ACTIONS TO TAKE:
1 > In the passage about bees and honey, please rewrite the paragraph beginning "In the classical world" as a short list that keeps its main facts.
2 > Resume the passage about bees and honey after its final sentence and continue it.

#### PASSAGE SHOWN

We have our own three hives up by the pear trees, sheltered by the holly hedge. On sunny days our garden sounds like Yeats’ 'bee-loud glade.' 
On Sunday we collected the first honey of the year – the result of a miraculous alchemy in which bees turn the nectar of hundreds of flowers into sweet golden syrup.


In Scotland’s western isles, people once talked of 'the secret knowledge of the bees,' for these tiny creatures were thought to embody the ancient wisdom of the Druids.
So what did the Druids know? Bees have long been considered divine messengers from the gods. And until quite recently in the Highlands and Islands, people thought that, when in sleep, trance or death, the soul left the body in the form of a bee – a belief that has clear druidic origins. Druids were trained in the art of the ‘soul-flight,’ by which they could journey to the Otherworld for knowledge from the spirits. They would probably have endorsed the tenet beloved of the mystery schools of the Near East: Si sapis, sis apis! – If you would be wise, be a bee!

Perhaps they also carried forth the tradition of the Great Goddess, for bees, whose lives are organised entirely around a single queen, have been sacred to the Divine Feminine for thousands of years, in ancient civilizations from Babylon to Rome. Bees were revered for their ability to pollinate flowers and crops, increasing the abundance of the Earth. The cultivation of honey was regarded as a sacred charge carried out with great reverence and ritual for it was seen as a precious gift from the Mother herself.

In the classical world, priestesses of many aspects of the Divine Feminine, including Rhea, Cybele and Demeter, were called 'melissae', which means 'honey-bees', for they served the Goddess as Queen Bee. At the Ephesian temple of Artemis, the melissae were accompanied by castrated priests who represented male bees or drones. Aphrodite’s shrine on Mount Eryx was shaped like a honeycomb, considered by the Pythagoreans to be a symbol of her qualities of love and harmony, because of its perfect hexagonal shape.


Our honey bees were somnolent in the warmth of the mellow August sun, and did not protest when David removed the frames of honeycomb, heavy and bulging with honey, each cell meticulously capped and sealed with wax.

In Wales the bee was said to have been brought by the old sow-goddess, Hen Wen (the Old White One) who dropped three grains of wheat and three bees in the county of Gwent, which has since produced the best wheat and the best honey in the land.
In the Welsh tale of Culhwch and Olwen, the young hero must perform many impossible tasks before he can win the hand of the giant’s daughter, Olwen White-Track. One of these is to gather 'honey that is nine times sweeter than the honey of the virgin swarm, without scum or bees, to make bragget for the feast.' Bragget is a drink made from honey and spiced ale.


My job was to scrape the wax caps off the honeycomb to reveal the golden treasure within – a sticky business! Then David spun each frame in a cylindrical tank to extract the honey, and when it was full, we filtered it through a couple of sieves into a settling tank. The rich golden stream flowed out like a river.

########
#### MATERIAL SUPPLIED

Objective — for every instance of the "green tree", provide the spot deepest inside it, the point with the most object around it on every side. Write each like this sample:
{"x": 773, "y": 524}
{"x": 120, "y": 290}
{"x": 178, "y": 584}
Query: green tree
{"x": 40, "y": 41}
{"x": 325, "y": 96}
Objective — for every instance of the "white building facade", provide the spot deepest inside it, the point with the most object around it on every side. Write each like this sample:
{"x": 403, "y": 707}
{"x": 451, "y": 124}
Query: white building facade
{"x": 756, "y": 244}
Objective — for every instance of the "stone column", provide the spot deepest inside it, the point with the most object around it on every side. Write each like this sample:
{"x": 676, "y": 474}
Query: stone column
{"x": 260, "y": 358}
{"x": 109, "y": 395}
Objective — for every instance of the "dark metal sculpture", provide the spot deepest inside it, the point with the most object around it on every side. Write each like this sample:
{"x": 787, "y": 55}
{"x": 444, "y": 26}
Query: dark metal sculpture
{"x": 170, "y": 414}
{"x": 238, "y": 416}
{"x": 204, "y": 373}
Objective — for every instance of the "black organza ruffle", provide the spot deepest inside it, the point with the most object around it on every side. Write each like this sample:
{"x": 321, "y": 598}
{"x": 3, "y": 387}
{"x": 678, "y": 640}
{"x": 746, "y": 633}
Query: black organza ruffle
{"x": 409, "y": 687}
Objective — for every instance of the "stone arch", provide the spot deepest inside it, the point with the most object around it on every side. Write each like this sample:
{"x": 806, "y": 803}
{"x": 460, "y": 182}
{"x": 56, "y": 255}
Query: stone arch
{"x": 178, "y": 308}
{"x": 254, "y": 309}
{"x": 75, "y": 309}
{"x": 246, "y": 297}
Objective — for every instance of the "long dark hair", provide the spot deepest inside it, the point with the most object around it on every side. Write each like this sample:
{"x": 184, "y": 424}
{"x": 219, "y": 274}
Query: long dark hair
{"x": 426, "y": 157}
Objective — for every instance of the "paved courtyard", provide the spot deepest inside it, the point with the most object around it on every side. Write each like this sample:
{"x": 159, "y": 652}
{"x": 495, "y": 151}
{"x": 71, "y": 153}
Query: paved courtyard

########

OUTPUTS BY TASK:
1 >
- Priestesses of many aspects of the Divine Feminine, including Rhea, Cybele and Demeter, were called "melissae," meaning "honey-bees," because they served the Goddess as Queen Bee.
- At the Ephesian temple of Artemis, castrated priests who represented drones accompanied the melissae.
- Aphrodite's shrine on Mount Eryx was shaped like a honeycomb. The Pythagoreans considered its perfect hexagonal shape a symbol of her love and harmony.

2 >
In early Ireland, the Bards sang of Land-under-Wave, the Otherworld country of the gods, where
'Rivers pour forth a stream of honey
In the land of Manannán son of Lír.'

This was the land where Celtic warriors hoped to live when they had passed from this world, where they could feast, carouse, and drink unlimited quantities of mead. Mead, made from fermented honey, was the drink of heroes and kings: the royal hall of Tara was called the ‘mead-circling house.' But it was not only for the rich: An Irish hermit who lived in the woods celebrated his simple life among the swarms of bees, whom he called, 'the little musicians of the world.' Their symphonies entertained him while he drank his fill of honey-wine flavoured with hazel-nuts.

No mead for us, but jars of the sweet stuff for our breakfast toast – and hopefully, enough wax left over to make candles. This morning the waxy cappings were returned to the bees so that they could clean the honey off – food for them and clean wax for me. The rain came later this afternoon – a good time to bottle the filtered honey in glass jars.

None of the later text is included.